__GIVEN DATA__

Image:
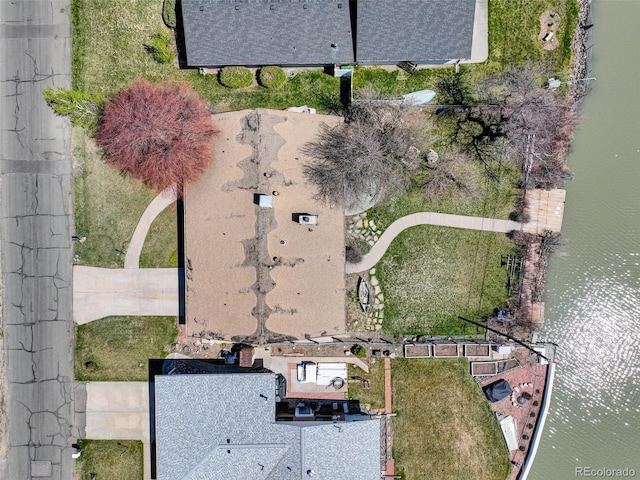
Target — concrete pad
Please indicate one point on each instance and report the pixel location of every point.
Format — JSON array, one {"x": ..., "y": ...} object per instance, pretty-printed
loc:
[{"x": 102, "y": 292}]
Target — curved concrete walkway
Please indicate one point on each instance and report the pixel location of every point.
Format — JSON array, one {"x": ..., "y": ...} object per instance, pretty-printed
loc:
[
  {"x": 157, "y": 205},
  {"x": 428, "y": 218}
]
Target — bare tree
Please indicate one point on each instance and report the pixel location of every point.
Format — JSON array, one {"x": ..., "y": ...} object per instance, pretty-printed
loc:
[
  {"x": 160, "y": 133},
  {"x": 444, "y": 175},
  {"x": 366, "y": 158},
  {"x": 511, "y": 113}
]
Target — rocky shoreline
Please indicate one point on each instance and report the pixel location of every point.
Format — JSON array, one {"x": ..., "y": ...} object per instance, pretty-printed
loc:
[{"x": 582, "y": 43}]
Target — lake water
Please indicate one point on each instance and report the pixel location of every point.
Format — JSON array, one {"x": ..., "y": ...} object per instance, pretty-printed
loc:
[{"x": 593, "y": 291}]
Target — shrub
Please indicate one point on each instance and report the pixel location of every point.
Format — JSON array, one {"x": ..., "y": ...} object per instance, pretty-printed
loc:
[
  {"x": 169, "y": 13},
  {"x": 160, "y": 133},
  {"x": 235, "y": 77},
  {"x": 359, "y": 351},
  {"x": 272, "y": 77},
  {"x": 173, "y": 259},
  {"x": 353, "y": 254},
  {"x": 83, "y": 109},
  {"x": 160, "y": 47}
]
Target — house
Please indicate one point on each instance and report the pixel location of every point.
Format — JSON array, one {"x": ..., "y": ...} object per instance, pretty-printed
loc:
[
  {"x": 224, "y": 426},
  {"x": 255, "y": 33},
  {"x": 333, "y": 32},
  {"x": 415, "y": 31}
]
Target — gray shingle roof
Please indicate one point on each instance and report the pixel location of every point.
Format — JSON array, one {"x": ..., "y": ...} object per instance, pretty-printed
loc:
[
  {"x": 218, "y": 426},
  {"x": 418, "y": 31},
  {"x": 267, "y": 32}
]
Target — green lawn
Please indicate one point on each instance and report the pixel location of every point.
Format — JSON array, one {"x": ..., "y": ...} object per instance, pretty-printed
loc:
[
  {"x": 373, "y": 394},
  {"x": 161, "y": 244},
  {"x": 110, "y": 459},
  {"x": 492, "y": 198},
  {"x": 108, "y": 207},
  {"x": 430, "y": 275},
  {"x": 117, "y": 349},
  {"x": 514, "y": 26},
  {"x": 444, "y": 428}
]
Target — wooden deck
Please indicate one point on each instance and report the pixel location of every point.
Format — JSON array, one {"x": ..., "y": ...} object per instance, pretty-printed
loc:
[{"x": 545, "y": 209}]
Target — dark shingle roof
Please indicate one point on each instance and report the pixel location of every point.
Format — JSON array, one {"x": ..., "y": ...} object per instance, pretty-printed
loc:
[
  {"x": 223, "y": 426},
  {"x": 418, "y": 31},
  {"x": 267, "y": 32}
]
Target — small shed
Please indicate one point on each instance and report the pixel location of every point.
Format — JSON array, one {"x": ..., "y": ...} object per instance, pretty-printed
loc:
[
  {"x": 497, "y": 390},
  {"x": 265, "y": 201},
  {"x": 246, "y": 356}
]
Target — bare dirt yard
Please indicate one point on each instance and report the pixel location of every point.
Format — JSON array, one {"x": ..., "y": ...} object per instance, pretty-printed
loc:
[{"x": 253, "y": 272}]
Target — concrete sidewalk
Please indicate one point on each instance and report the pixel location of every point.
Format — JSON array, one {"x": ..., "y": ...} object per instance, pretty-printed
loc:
[
  {"x": 157, "y": 205},
  {"x": 119, "y": 411},
  {"x": 101, "y": 292},
  {"x": 428, "y": 218}
]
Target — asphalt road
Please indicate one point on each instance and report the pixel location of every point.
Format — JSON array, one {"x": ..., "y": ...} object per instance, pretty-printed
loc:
[{"x": 36, "y": 222}]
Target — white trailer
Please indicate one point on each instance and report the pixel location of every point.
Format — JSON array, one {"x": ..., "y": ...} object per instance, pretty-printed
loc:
[{"x": 321, "y": 373}]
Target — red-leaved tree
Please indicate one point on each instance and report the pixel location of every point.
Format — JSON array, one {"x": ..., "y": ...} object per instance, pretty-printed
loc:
[{"x": 160, "y": 133}]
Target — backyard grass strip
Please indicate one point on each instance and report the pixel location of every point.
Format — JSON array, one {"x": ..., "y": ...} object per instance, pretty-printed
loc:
[
  {"x": 117, "y": 349},
  {"x": 430, "y": 274},
  {"x": 444, "y": 428}
]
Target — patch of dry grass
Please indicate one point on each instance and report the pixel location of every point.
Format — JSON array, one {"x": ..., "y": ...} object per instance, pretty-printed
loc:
[
  {"x": 110, "y": 459},
  {"x": 117, "y": 349},
  {"x": 444, "y": 429}
]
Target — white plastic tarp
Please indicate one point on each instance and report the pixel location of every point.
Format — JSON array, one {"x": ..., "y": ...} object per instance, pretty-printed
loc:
[
  {"x": 510, "y": 432},
  {"x": 328, "y": 371}
]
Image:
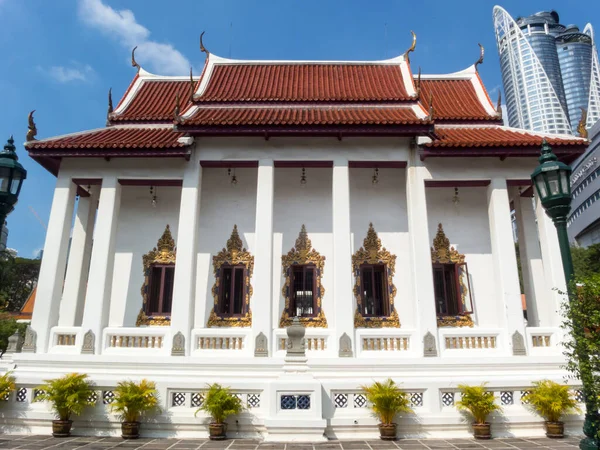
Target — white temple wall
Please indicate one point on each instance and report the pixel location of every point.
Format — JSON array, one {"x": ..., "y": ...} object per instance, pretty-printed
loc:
[
  {"x": 384, "y": 204},
  {"x": 467, "y": 226},
  {"x": 140, "y": 226},
  {"x": 222, "y": 206},
  {"x": 294, "y": 206}
]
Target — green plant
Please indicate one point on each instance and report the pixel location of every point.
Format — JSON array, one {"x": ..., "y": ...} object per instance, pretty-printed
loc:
[
  {"x": 478, "y": 402},
  {"x": 69, "y": 394},
  {"x": 387, "y": 400},
  {"x": 550, "y": 400},
  {"x": 132, "y": 400},
  {"x": 7, "y": 385},
  {"x": 220, "y": 403}
]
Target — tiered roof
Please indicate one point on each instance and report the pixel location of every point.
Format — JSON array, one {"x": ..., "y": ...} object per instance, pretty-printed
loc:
[{"x": 451, "y": 114}]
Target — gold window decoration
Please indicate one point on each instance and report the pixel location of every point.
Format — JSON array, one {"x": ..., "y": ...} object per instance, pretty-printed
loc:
[
  {"x": 303, "y": 254},
  {"x": 163, "y": 254},
  {"x": 443, "y": 255},
  {"x": 372, "y": 253},
  {"x": 234, "y": 254}
]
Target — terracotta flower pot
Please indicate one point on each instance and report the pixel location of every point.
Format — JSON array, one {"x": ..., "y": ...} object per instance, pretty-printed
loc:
[
  {"x": 130, "y": 430},
  {"x": 217, "y": 431},
  {"x": 555, "y": 430},
  {"x": 482, "y": 431},
  {"x": 61, "y": 428},
  {"x": 387, "y": 431}
]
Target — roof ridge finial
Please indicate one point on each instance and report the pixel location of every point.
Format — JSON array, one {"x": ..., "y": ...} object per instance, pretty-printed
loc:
[
  {"x": 481, "y": 54},
  {"x": 133, "y": 61},
  {"x": 581, "y": 129},
  {"x": 31, "y": 128},
  {"x": 412, "y": 47},
  {"x": 202, "y": 48},
  {"x": 110, "y": 107}
]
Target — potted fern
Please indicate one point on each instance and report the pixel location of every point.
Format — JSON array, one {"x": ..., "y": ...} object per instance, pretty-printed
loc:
[
  {"x": 219, "y": 404},
  {"x": 386, "y": 400},
  {"x": 479, "y": 403},
  {"x": 551, "y": 401},
  {"x": 133, "y": 400},
  {"x": 69, "y": 396},
  {"x": 7, "y": 385}
]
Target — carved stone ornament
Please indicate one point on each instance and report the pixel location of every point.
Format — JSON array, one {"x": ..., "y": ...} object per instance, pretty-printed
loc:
[
  {"x": 429, "y": 347},
  {"x": 178, "y": 347},
  {"x": 29, "y": 345},
  {"x": 345, "y": 346},
  {"x": 518, "y": 344},
  {"x": 373, "y": 253},
  {"x": 261, "y": 348},
  {"x": 296, "y": 345},
  {"x": 15, "y": 343},
  {"x": 163, "y": 253},
  {"x": 88, "y": 343},
  {"x": 233, "y": 254},
  {"x": 443, "y": 253},
  {"x": 303, "y": 253}
]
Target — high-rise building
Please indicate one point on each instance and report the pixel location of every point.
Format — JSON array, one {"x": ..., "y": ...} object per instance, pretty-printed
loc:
[{"x": 550, "y": 72}]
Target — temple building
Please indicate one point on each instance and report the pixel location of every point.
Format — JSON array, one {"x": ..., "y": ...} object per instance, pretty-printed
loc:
[{"x": 369, "y": 200}]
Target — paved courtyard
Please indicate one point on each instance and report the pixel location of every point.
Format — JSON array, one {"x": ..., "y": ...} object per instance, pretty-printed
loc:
[{"x": 99, "y": 443}]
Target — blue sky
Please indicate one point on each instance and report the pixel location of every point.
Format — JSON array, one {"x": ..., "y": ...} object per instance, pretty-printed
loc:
[{"x": 61, "y": 56}]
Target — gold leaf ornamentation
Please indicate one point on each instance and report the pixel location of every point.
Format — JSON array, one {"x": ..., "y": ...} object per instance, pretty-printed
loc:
[
  {"x": 303, "y": 253},
  {"x": 233, "y": 254},
  {"x": 372, "y": 252},
  {"x": 163, "y": 253}
]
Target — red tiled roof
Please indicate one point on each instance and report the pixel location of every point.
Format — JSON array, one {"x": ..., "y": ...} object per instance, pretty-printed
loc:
[
  {"x": 310, "y": 82},
  {"x": 494, "y": 136},
  {"x": 154, "y": 101},
  {"x": 303, "y": 115},
  {"x": 454, "y": 100},
  {"x": 114, "y": 138}
]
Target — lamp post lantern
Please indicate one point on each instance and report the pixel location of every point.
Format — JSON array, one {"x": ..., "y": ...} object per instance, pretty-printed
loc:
[
  {"x": 552, "y": 182},
  {"x": 12, "y": 175}
]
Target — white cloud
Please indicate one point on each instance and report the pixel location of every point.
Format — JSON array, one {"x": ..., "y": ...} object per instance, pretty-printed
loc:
[
  {"x": 122, "y": 26},
  {"x": 64, "y": 74}
]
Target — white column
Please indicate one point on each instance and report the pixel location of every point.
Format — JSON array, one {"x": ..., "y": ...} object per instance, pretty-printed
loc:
[
  {"x": 420, "y": 244},
  {"x": 506, "y": 273},
  {"x": 342, "y": 254},
  {"x": 71, "y": 305},
  {"x": 182, "y": 314},
  {"x": 262, "y": 279},
  {"x": 52, "y": 271},
  {"x": 553, "y": 269},
  {"x": 97, "y": 299},
  {"x": 532, "y": 267}
]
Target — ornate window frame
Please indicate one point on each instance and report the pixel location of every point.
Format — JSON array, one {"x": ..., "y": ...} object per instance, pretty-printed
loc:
[
  {"x": 233, "y": 254},
  {"x": 164, "y": 253},
  {"x": 303, "y": 253},
  {"x": 372, "y": 253},
  {"x": 443, "y": 253}
]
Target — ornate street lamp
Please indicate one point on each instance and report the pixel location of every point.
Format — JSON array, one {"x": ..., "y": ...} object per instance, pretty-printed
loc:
[
  {"x": 12, "y": 175},
  {"x": 552, "y": 182}
]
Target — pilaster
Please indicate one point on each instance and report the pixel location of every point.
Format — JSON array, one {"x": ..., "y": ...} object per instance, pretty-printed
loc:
[
  {"x": 52, "y": 270},
  {"x": 262, "y": 298},
  {"x": 182, "y": 314},
  {"x": 97, "y": 299}
]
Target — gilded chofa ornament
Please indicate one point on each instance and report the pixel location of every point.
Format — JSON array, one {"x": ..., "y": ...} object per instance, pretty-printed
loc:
[
  {"x": 303, "y": 253},
  {"x": 443, "y": 253},
  {"x": 233, "y": 254},
  {"x": 163, "y": 253},
  {"x": 373, "y": 253}
]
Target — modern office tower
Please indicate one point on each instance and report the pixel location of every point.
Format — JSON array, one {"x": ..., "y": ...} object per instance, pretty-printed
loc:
[{"x": 549, "y": 71}]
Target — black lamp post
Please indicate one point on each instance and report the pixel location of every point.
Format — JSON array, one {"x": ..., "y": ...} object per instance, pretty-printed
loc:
[
  {"x": 12, "y": 175},
  {"x": 552, "y": 182}
]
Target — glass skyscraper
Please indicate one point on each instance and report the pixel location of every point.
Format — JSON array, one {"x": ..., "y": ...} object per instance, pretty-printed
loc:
[{"x": 549, "y": 71}]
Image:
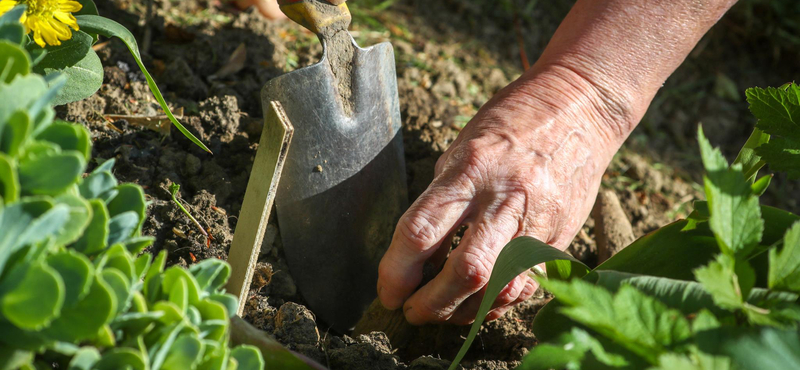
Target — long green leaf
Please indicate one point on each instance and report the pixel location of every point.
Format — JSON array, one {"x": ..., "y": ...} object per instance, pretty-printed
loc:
[
  {"x": 518, "y": 256},
  {"x": 110, "y": 28}
]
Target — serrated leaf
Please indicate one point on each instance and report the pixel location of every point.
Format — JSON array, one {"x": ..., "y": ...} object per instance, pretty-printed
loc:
[
  {"x": 9, "y": 184},
  {"x": 784, "y": 264},
  {"x": 735, "y": 212},
  {"x": 720, "y": 280},
  {"x": 110, "y": 28},
  {"x": 31, "y": 296},
  {"x": 518, "y": 256},
  {"x": 747, "y": 158},
  {"x": 639, "y": 323},
  {"x": 52, "y": 174},
  {"x": 15, "y": 61},
  {"x": 770, "y": 349},
  {"x": 569, "y": 352}
]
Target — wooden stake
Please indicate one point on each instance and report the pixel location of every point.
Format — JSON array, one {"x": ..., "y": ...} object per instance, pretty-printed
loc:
[{"x": 258, "y": 199}]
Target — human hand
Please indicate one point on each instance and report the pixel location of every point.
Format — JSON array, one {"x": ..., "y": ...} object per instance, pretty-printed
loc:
[{"x": 529, "y": 163}]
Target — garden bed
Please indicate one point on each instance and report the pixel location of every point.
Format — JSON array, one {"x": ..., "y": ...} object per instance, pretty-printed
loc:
[{"x": 444, "y": 76}]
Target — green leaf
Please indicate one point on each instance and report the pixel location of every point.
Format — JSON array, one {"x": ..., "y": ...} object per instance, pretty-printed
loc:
[
  {"x": 719, "y": 278},
  {"x": 735, "y": 212},
  {"x": 68, "y": 136},
  {"x": 760, "y": 186},
  {"x": 75, "y": 325},
  {"x": 782, "y": 154},
  {"x": 77, "y": 272},
  {"x": 9, "y": 184},
  {"x": 771, "y": 349},
  {"x": 15, "y": 133},
  {"x": 638, "y": 322},
  {"x": 95, "y": 235},
  {"x": 76, "y": 60},
  {"x": 248, "y": 358},
  {"x": 121, "y": 358},
  {"x": 52, "y": 174},
  {"x": 31, "y": 296},
  {"x": 84, "y": 359},
  {"x": 569, "y": 352},
  {"x": 784, "y": 264},
  {"x": 12, "y": 32},
  {"x": 109, "y": 28},
  {"x": 186, "y": 353},
  {"x": 747, "y": 158},
  {"x": 80, "y": 214},
  {"x": 122, "y": 226},
  {"x": 97, "y": 184},
  {"x": 777, "y": 110},
  {"x": 518, "y": 256},
  {"x": 15, "y": 61},
  {"x": 120, "y": 285},
  {"x": 130, "y": 198}
]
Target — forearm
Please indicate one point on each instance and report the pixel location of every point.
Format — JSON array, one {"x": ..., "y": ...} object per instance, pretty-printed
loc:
[{"x": 614, "y": 55}]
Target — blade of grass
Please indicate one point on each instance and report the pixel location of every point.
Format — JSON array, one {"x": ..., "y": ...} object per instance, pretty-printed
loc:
[
  {"x": 517, "y": 256},
  {"x": 110, "y": 28}
]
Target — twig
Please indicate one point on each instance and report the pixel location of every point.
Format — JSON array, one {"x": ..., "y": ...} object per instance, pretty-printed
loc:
[{"x": 174, "y": 188}]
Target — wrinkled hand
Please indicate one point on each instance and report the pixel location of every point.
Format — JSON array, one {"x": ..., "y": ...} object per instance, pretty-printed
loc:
[{"x": 529, "y": 163}]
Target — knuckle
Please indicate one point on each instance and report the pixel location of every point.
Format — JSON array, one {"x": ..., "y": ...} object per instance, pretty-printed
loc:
[
  {"x": 419, "y": 233},
  {"x": 472, "y": 270}
]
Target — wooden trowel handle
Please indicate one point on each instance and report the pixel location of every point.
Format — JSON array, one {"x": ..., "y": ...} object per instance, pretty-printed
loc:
[{"x": 322, "y": 17}]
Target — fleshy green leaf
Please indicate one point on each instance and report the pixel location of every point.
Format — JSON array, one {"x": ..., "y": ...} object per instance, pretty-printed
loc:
[
  {"x": 735, "y": 212},
  {"x": 110, "y": 28},
  {"x": 68, "y": 136},
  {"x": 186, "y": 353},
  {"x": 31, "y": 296},
  {"x": 52, "y": 174},
  {"x": 518, "y": 256},
  {"x": 9, "y": 184},
  {"x": 784, "y": 264},
  {"x": 14, "y": 62},
  {"x": 95, "y": 235}
]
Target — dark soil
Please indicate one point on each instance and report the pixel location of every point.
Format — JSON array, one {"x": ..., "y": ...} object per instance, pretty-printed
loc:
[{"x": 452, "y": 56}]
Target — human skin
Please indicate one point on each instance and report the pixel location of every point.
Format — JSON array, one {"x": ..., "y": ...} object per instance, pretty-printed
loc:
[{"x": 531, "y": 160}]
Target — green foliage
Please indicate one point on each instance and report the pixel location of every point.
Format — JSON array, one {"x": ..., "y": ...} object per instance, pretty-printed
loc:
[
  {"x": 719, "y": 290},
  {"x": 72, "y": 289},
  {"x": 74, "y": 60}
]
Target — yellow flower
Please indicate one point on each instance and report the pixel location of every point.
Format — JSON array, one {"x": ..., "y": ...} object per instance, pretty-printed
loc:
[{"x": 48, "y": 20}]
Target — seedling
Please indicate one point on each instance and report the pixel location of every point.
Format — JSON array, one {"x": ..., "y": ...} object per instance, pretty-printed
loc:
[{"x": 173, "y": 189}]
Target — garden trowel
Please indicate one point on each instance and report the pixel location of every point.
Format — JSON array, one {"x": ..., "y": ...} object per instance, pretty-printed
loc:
[{"x": 344, "y": 185}]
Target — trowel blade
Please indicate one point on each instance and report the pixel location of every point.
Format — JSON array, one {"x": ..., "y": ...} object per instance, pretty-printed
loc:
[{"x": 344, "y": 184}]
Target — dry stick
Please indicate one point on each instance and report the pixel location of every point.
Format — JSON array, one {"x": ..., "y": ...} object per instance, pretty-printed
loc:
[{"x": 174, "y": 188}]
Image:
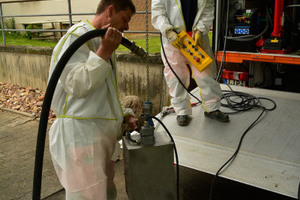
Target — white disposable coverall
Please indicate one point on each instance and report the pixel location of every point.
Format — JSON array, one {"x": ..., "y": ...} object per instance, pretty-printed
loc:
[
  {"x": 83, "y": 138},
  {"x": 166, "y": 15}
]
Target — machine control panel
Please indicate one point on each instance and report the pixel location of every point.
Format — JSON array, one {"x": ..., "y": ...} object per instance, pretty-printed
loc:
[{"x": 192, "y": 51}]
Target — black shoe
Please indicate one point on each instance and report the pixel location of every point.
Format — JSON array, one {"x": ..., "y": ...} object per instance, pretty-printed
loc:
[
  {"x": 217, "y": 115},
  {"x": 182, "y": 120}
]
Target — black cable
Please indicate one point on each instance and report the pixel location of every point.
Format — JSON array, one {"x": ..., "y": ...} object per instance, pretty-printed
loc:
[
  {"x": 40, "y": 145},
  {"x": 176, "y": 155},
  {"x": 246, "y": 102}
]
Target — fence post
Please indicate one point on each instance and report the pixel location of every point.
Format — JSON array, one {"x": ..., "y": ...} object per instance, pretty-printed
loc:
[{"x": 2, "y": 24}]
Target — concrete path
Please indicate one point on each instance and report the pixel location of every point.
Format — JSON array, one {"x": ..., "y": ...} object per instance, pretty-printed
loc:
[{"x": 18, "y": 134}]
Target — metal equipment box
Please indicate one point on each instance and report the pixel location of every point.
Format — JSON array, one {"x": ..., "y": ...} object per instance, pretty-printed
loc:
[{"x": 149, "y": 170}]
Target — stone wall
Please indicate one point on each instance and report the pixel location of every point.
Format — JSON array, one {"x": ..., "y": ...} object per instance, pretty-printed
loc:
[{"x": 29, "y": 66}]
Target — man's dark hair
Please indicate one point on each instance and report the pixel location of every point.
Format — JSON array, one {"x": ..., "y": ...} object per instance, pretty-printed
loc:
[{"x": 118, "y": 4}]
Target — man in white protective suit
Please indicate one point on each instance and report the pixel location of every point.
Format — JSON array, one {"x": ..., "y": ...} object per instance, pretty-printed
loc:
[
  {"x": 195, "y": 17},
  {"x": 84, "y": 137}
]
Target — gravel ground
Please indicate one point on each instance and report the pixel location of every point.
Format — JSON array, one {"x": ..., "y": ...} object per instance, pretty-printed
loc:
[{"x": 24, "y": 99}]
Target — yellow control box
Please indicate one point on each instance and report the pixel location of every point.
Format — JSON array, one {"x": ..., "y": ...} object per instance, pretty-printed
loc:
[{"x": 192, "y": 51}]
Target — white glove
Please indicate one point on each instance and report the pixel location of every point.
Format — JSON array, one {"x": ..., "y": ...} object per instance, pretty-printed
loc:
[{"x": 171, "y": 35}]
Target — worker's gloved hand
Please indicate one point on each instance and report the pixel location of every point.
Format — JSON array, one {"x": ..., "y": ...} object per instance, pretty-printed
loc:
[
  {"x": 198, "y": 37},
  {"x": 171, "y": 35},
  {"x": 131, "y": 122}
]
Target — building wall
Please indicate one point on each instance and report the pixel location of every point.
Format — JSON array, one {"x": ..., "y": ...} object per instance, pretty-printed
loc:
[
  {"x": 29, "y": 67},
  {"x": 61, "y": 7}
]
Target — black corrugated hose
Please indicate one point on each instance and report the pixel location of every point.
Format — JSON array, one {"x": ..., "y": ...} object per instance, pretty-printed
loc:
[{"x": 40, "y": 145}]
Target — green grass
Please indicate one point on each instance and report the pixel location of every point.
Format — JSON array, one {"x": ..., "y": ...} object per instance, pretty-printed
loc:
[{"x": 22, "y": 41}]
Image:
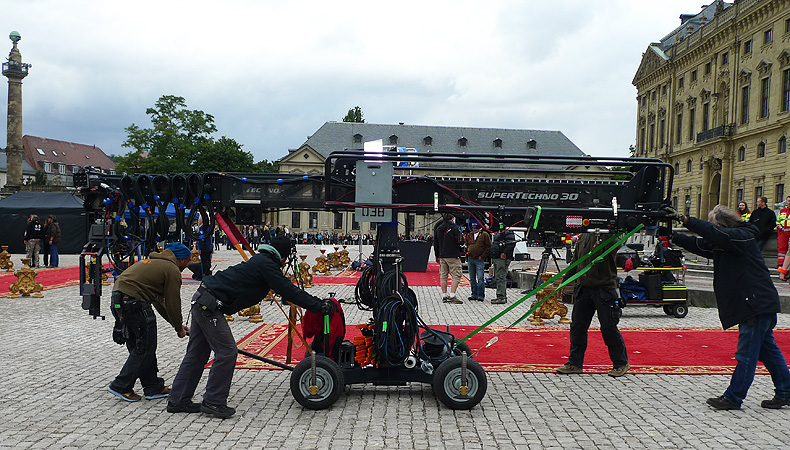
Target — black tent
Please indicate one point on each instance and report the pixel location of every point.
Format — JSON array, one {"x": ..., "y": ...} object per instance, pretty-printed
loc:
[{"x": 15, "y": 209}]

__ACTIVITY__
Give the count of lines above that include the word "human", stating no other information.

__RESULT OF THE EXERCISE__
2